Dataset items
╔══
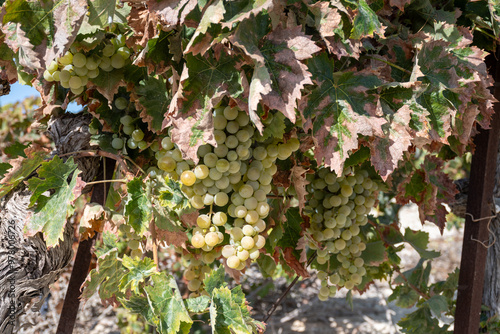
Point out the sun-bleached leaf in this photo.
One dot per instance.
(104, 13)
(284, 50)
(298, 179)
(366, 22)
(153, 101)
(387, 151)
(200, 42)
(171, 12)
(428, 187)
(204, 82)
(340, 108)
(50, 212)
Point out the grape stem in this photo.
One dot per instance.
(93, 153)
(105, 181)
(152, 227)
(290, 286)
(417, 290)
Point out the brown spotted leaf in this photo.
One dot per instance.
(342, 106)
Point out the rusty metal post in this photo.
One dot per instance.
(479, 205)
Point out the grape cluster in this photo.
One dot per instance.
(231, 183)
(194, 274)
(338, 207)
(74, 69)
(134, 241)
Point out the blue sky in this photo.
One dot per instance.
(19, 92)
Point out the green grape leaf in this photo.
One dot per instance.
(292, 232)
(51, 212)
(267, 265)
(428, 187)
(52, 175)
(387, 151)
(16, 149)
(108, 82)
(201, 41)
(214, 279)
(172, 14)
(422, 321)
(198, 304)
(366, 22)
(204, 82)
(162, 306)
(283, 51)
(404, 296)
(240, 11)
(374, 252)
(4, 167)
(21, 169)
(105, 277)
(46, 29)
(153, 101)
(104, 13)
(229, 317)
(419, 241)
(275, 129)
(340, 108)
(138, 271)
(138, 207)
(437, 304)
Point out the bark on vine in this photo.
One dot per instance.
(27, 267)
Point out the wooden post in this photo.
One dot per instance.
(83, 256)
(479, 205)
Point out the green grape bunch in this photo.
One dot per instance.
(338, 207)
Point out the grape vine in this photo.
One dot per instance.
(253, 133)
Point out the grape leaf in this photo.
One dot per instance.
(198, 304)
(4, 167)
(108, 82)
(106, 276)
(53, 174)
(104, 13)
(229, 317)
(214, 280)
(419, 240)
(16, 149)
(41, 31)
(201, 41)
(338, 109)
(387, 151)
(205, 81)
(171, 13)
(292, 232)
(275, 129)
(21, 168)
(283, 51)
(428, 187)
(50, 212)
(374, 252)
(238, 11)
(153, 101)
(166, 309)
(298, 179)
(366, 22)
(138, 206)
(138, 271)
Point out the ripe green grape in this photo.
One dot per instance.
(117, 61)
(121, 103)
(117, 143)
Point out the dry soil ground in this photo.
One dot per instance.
(300, 312)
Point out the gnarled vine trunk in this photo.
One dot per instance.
(27, 267)
(491, 291)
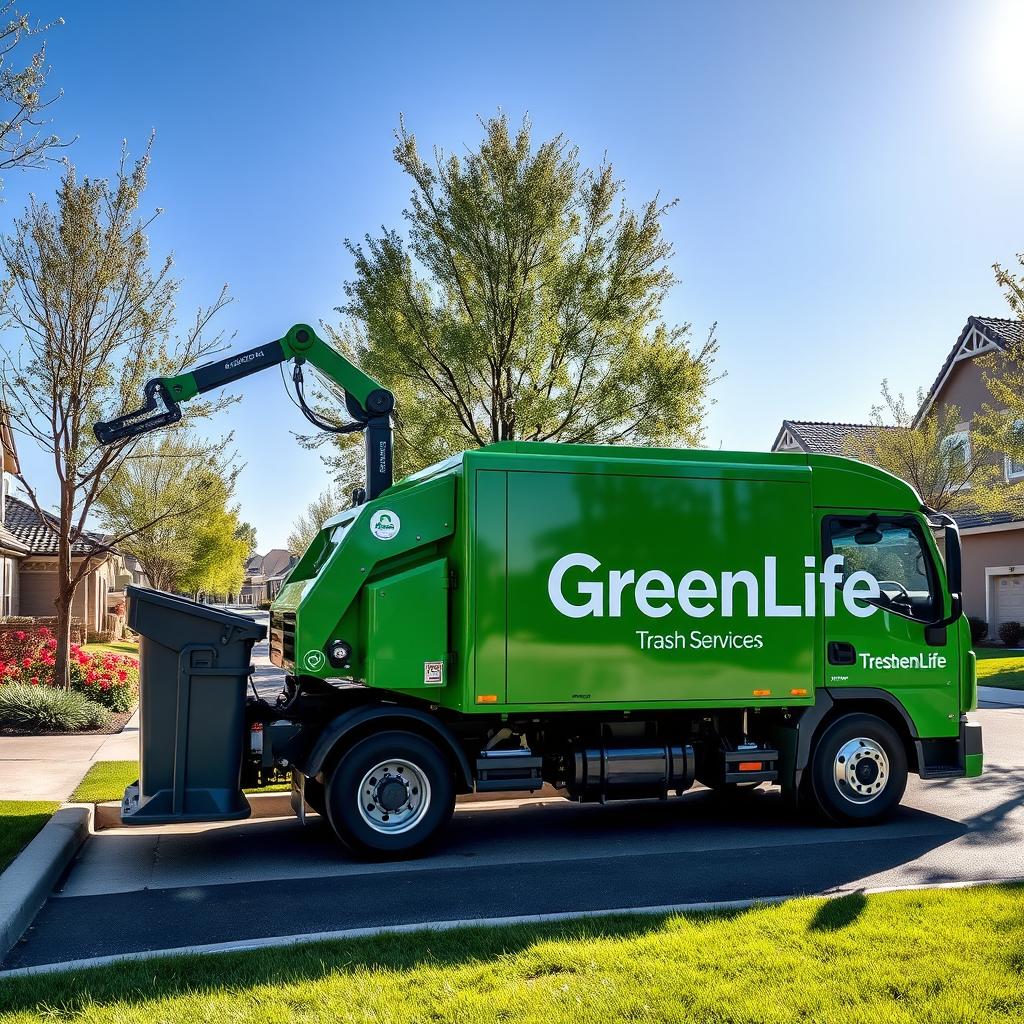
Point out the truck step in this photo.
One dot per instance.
(508, 771)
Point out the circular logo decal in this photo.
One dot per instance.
(314, 659)
(385, 524)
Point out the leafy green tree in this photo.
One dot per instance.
(23, 81)
(1000, 426)
(89, 321)
(170, 504)
(525, 303)
(329, 503)
(218, 547)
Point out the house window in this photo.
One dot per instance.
(956, 449)
(1015, 467)
(9, 567)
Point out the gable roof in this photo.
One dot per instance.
(980, 335)
(275, 561)
(29, 527)
(821, 436)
╚══
* [Problem] Where a line of the records includes "grape", copy it.

* [Problem solution]
Point out the grape stem in this photo.
Point out the grape cluster in this photo.
Point out the green grape leaf in this photo.
Point out the green grape bunch in this photo.
Point out the grape vine in this photo.
Point out the grape leaf in this photo.
Point out the ripe green grape in this photo.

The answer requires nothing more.